Vos tâches:
**a)** D'après le texte sur le manioc, quelle espèce de manioc fournit le manioc que l'on consomme ?
**b)** Réécrivez sous forme de liste le paragraphe du texte sur le manioc qui commence par « Ce qu’on appelle pondu ya caoutchouc », en conservant ses faits principaux.

Texte extrait:
------------------------------

Le Manihot glaziovii
Pourquoi les femmes à Kinshasa préfèrent davantage les feuilles de manioc de la variété dite « caoutchouc » que celles des autres variétés? C’est le constat que nous avons pu faire après plusieurs années d’observation. Pour répondre à cette préoccupation, le Papyrus a abordé l’Ingenieure MSc Binzunga Mamy (Photo). Elle est selectuionneure et amelioratrice de la culture de manioc à l’Institut national d’étude et de recherche agronomiques (Inera) à Kinshasa. Ci-dessous les éléments de réponse qu’elle bien voulu nous donner:

« Ce qu’on appelle pondu ya caoutchouc n’est pas une variété. Il s’agit d’une autre espèce du manioc. Il s’agit de deux espèces du manioc. Il y a l’espèce Manihot glaziovii que l’on appelle communément « pondu ya caoutchouc » et puis l’espèce Manihot esculenta qui nous donne le manioc que nous consommons. Le Manihot glaziovii ne donne pas de racines. Parmi les glaziovii il y a plusieurs variétés selon les caractéristiques: le goût, la couleur des feuilles, le cycle de croissance. De la même façon pour le Manihot esculenta, il y a aussi une diversité des variétés, il y a des variétés à cycle long, à cycle court et des caractéristiques que je viens d’énumérer parmi tant d’autres.

------------------------------

Entrées de données extraites:
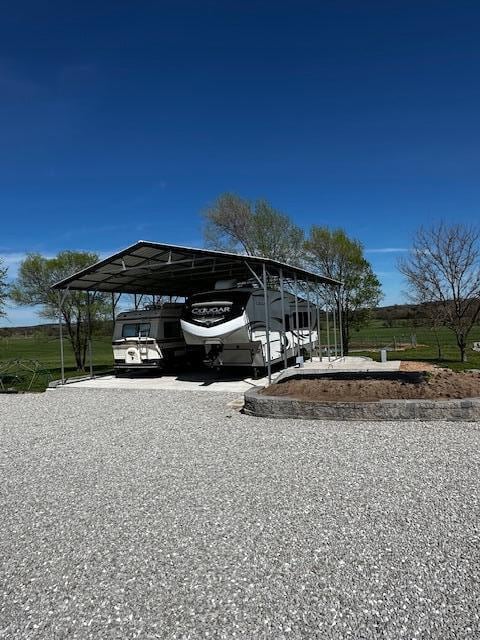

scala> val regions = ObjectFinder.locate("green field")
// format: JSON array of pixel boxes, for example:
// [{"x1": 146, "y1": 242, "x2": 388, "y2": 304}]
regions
[
  {"x1": 0, "y1": 320, "x2": 480, "y2": 391},
  {"x1": 0, "y1": 335, "x2": 113, "y2": 391},
  {"x1": 350, "y1": 320, "x2": 480, "y2": 370}
]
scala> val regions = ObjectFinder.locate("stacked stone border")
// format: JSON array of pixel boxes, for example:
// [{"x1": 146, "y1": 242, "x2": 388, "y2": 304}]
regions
[{"x1": 243, "y1": 387, "x2": 480, "y2": 422}]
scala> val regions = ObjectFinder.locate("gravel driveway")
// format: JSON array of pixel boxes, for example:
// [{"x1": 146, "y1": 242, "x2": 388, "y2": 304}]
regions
[{"x1": 0, "y1": 390, "x2": 480, "y2": 640}]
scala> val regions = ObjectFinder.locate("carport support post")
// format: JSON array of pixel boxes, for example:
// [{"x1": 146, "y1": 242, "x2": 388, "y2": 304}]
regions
[
  {"x1": 58, "y1": 291, "x2": 65, "y2": 384},
  {"x1": 280, "y1": 268, "x2": 288, "y2": 369},
  {"x1": 87, "y1": 291, "x2": 93, "y2": 378},
  {"x1": 325, "y1": 303, "x2": 330, "y2": 362},
  {"x1": 332, "y1": 304, "x2": 338, "y2": 359},
  {"x1": 293, "y1": 273, "x2": 300, "y2": 356},
  {"x1": 338, "y1": 285, "x2": 343, "y2": 358},
  {"x1": 315, "y1": 293, "x2": 322, "y2": 362},
  {"x1": 112, "y1": 291, "x2": 118, "y2": 331},
  {"x1": 262, "y1": 263, "x2": 272, "y2": 384},
  {"x1": 307, "y1": 278, "x2": 313, "y2": 362}
]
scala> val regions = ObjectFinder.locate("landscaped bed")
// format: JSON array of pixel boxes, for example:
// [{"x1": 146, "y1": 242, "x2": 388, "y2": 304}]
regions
[{"x1": 261, "y1": 365, "x2": 480, "y2": 402}]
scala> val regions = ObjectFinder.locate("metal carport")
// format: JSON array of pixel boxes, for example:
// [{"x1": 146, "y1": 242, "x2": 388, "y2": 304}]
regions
[{"x1": 52, "y1": 240, "x2": 343, "y2": 382}]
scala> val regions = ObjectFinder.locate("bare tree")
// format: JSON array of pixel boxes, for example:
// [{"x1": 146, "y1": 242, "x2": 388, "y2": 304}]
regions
[
  {"x1": 204, "y1": 193, "x2": 304, "y2": 264},
  {"x1": 398, "y1": 223, "x2": 480, "y2": 362},
  {"x1": 305, "y1": 225, "x2": 383, "y2": 355},
  {"x1": 10, "y1": 251, "x2": 110, "y2": 371}
]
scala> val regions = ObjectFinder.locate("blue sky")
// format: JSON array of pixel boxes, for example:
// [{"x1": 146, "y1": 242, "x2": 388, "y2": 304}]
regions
[{"x1": 0, "y1": 0, "x2": 480, "y2": 326}]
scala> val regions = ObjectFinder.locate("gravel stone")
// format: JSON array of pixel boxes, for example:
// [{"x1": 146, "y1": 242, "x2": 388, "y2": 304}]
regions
[{"x1": 0, "y1": 390, "x2": 480, "y2": 640}]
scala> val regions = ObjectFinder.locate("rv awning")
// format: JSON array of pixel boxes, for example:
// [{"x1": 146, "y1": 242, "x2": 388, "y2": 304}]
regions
[{"x1": 53, "y1": 240, "x2": 341, "y2": 296}]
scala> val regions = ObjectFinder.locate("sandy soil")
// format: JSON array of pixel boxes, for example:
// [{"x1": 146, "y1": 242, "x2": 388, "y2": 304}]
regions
[{"x1": 262, "y1": 363, "x2": 480, "y2": 402}]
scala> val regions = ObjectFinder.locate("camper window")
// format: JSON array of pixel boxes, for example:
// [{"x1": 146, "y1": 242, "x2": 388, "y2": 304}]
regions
[
  {"x1": 163, "y1": 320, "x2": 182, "y2": 338},
  {"x1": 122, "y1": 322, "x2": 150, "y2": 338}
]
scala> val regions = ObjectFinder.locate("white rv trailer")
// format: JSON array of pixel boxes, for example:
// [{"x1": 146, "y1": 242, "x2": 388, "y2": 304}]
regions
[
  {"x1": 181, "y1": 282, "x2": 317, "y2": 374},
  {"x1": 112, "y1": 303, "x2": 187, "y2": 373}
]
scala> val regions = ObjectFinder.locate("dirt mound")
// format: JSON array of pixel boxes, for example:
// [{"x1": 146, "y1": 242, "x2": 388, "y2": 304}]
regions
[{"x1": 262, "y1": 367, "x2": 480, "y2": 402}]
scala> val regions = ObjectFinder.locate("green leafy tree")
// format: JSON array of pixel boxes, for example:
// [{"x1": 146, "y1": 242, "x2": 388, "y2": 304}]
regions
[
  {"x1": 305, "y1": 225, "x2": 383, "y2": 354},
  {"x1": 204, "y1": 193, "x2": 304, "y2": 264},
  {"x1": 10, "y1": 251, "x2": 108, "y2": 371},
  {"x1": 398, "y1": 223, "x2": 480, "y2": 362},
  {"x1": 0, "y1": 258, "x2": 8, "y2": 317}
]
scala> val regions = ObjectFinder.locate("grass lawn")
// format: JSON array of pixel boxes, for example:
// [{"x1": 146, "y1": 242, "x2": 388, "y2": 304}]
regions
[
  {"x1": 350, "y1": 321, "x2": 480, "y2": 371},
  {"x1": 0, "y1": 336, "x2": 113, "y2": 391}
]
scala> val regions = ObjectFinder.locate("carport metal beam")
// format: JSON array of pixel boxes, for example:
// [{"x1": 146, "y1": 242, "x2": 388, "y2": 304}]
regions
[{"x1": 52, "y1": 240, "x2": 343, "y2": 388}]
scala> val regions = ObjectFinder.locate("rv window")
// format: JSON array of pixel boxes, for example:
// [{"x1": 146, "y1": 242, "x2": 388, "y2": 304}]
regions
[
  {"x1": 163, "y1": 320, "x2": 182, "y2": 338},
  {"x1": 293, "y1": 311, "x2": 308, "y2": 329},
  {"x1": 122, "y1": 322, "x2": 150, "y2": 338}
]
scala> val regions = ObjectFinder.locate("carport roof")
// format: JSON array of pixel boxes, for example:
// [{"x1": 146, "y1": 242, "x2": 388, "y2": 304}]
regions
[{"x1": 52, "y1": 240, "x2": 341, "y2": 296}]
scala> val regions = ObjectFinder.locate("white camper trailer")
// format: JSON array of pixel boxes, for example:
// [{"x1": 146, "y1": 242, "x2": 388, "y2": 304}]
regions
[
  {"x1": 181, "y1": 282, "x2": 317, "y2": 374},
  {"x1": 112, "y1": 303, "x2": 187, "y2": 373}
]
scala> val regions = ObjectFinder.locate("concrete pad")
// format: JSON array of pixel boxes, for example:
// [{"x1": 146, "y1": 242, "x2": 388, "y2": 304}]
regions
[
  {"x1": 51, "y1": 356, "x2": 400, "y2": 393},
  {"x1": 300, "y1": 356, "x2": 400, "y2": 371},
  {"x1": 55, "y1": 369, "x2": 267, "y2": 393}
]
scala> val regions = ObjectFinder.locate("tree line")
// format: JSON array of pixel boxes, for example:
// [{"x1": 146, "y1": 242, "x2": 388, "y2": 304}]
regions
[{"x1": 0, "y1": 193, "x2": 480, "y2": 370}]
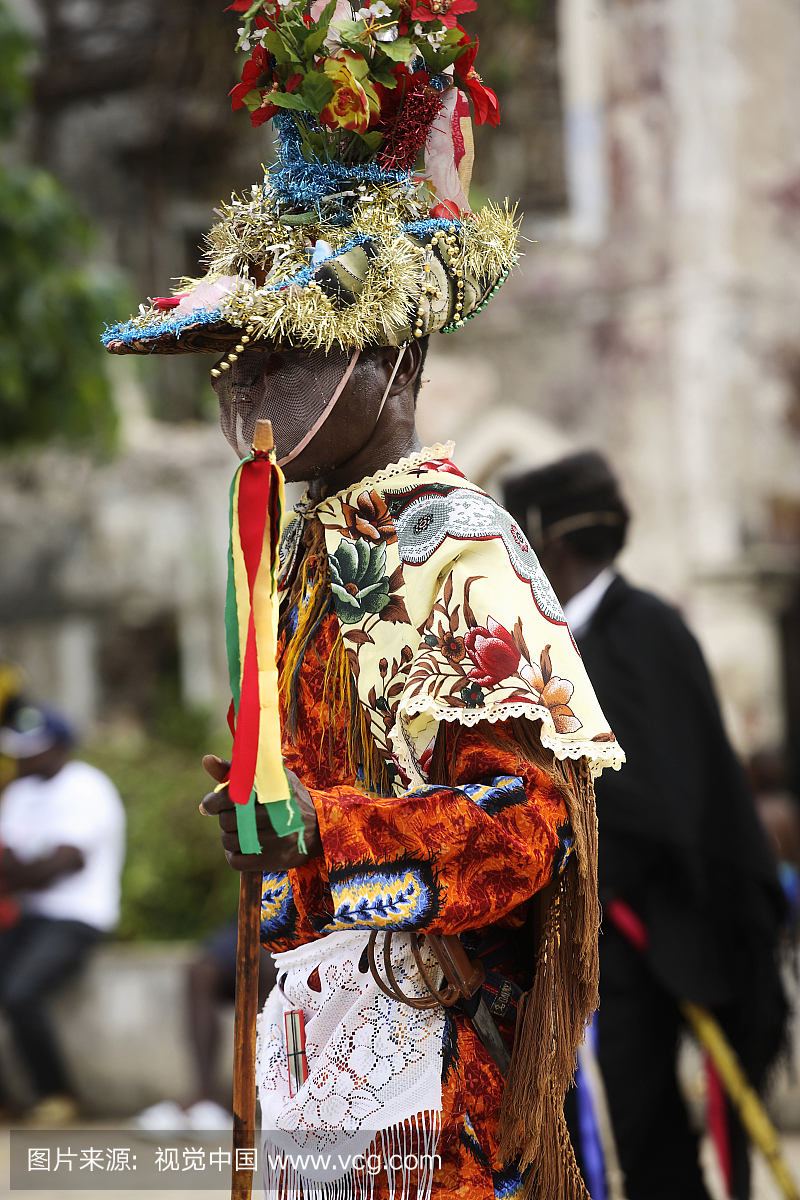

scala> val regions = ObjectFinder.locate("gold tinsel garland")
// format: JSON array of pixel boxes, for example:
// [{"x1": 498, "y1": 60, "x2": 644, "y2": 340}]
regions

------------------------------

Réponses par tâche:
**a)** L'espèce Manihot esculenta.

**b)**
- Le « pondu ya caoutchouc » n'est pas une variété, mais une autre espèce de manioc : le Manihot glaziovii.
- L'autre espèce, le Manihot esculenta, donne le manioc que l'on consomme.
- Le Manihot glaziovii ne donne pas de racines.
- Le Manihot glaziovii compte plusieurs variétés, distinguées par le goût, la couleur des feuilles et le cycle de croissance.
- Le Manihot esculenta présente lui aussi une diversité de variétés, dont certaines à cycle long et d'autres à cycle court.